*** Source extract ***
Networking stack - Ethernet driver design


Piotr Mieńkowski <piotr.mienkowski at gmail.com...>
 

Hi all,

I have a few questions/discussion points related to the new networking
stack in context of Ethernet driver development.

1. Currently Ethernet drivers are by default initialized before the
networking stack (as set by CONFIG_ETH_INIT_PRIORITY). That's going
to be problematic for a zero-copy implementation of Ethernet driver.
Such driver will need to reserve during the initialization phase a
set of net data buffers where the incoming packets can be stored.
Later when the complete frame is received these buffers will be
passed to the higher layer. However, the net buffer pool is
initialized by the networking stack so reserving net buffers is only
possible after networking stack was initialized. That implies that
the Ethernet driver should be initialized after the networking
stack. Secondly, even in case of the more typical implementation of
the Ethernet driver, the one which has its own set of RX/TX buffers
and copies data between them and net buffers, as currently done in
Zephyr, the driver will start working immediately after being
initialized. If it receives a frame just at that moment it will try
to pass it to the higher layer even if the rest of the networking
stack was not yet initialized. Once again that implies that the
Ethernet driver should be initialized after the networking stack is.
2. Modern Ethernet modules in most of the SoC devices have ability to
generate IP, TCP and UDP checksums in hardware. Is it possible to
tell networking stack not to compute these checksums in software?
3. One of the parameters to NET_DEVICE_INIT is MTU. Shouldn't we have a
set of predefined constants provided by the networking stack for
some typical interfaces. E.g. NET_MTU_ETHERNET set to 1500? Should
we configure the MTU value in Kconfig?

Regards,
Piotr


Chuck Jordan <Chuck.Jordan@...>
 

From: Piotr Mienkowski [mailto:piotr.mienkowski(a)gmail.com]
Sent: Wednesday, January 04, 2017 9:25 AM
To: devel(a)lists.zephyrproject.org
Subject: [devel] Networking stack - Ethernet driver design


Hi all,

I have a few questions/discussion points related to the new networking stack in context of Ethernet driver development.
*** Provided records ***
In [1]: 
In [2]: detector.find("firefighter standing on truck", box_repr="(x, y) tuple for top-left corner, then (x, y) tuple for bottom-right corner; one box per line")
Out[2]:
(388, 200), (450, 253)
***
*** Provided records ***
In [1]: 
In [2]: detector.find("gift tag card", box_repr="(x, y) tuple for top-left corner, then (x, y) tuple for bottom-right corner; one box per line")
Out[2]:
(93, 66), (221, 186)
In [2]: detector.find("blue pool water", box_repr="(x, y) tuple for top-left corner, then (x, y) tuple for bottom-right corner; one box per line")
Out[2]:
***
Stated problem 1:
Using the Ethernet driver thread, say whether each statement agrees with it. Answer yes or no, and quote the words that decide it.
(a) By default, Ethernet drivers are initialized after the networking stack.
(b) The networking stack initializes the net buffer pool.
(c) Most SoC devices have Ethernet modules that can generate IP, TCP and UDP checksums in hardware.
Stated problem 2:
Answer these questions from the Ethernet driver thread:
(a) Which configuration setting determines the default initialization order of Ethernet drivers?
(b) What value is proposed for NET_MTU_ETHERNET?
(c) According to the quoted message header, on what date was the original message sent?

Answer 1:
(a) No: "Currently Ethernet drivers are by default initialized before the networking stack"
(b) Yes: "the net buffer pool is initialized by the networking stack"
(c) Yes: "Modern Ethernet modules in most of the SoC devices have ability to generate IP, TCP and UDP checksums in hardware"

Answer 2:
(a) CONFIG_ETH_INIT_PRIORITY
(b) 1500
(c) Wednesday, January 04, 2017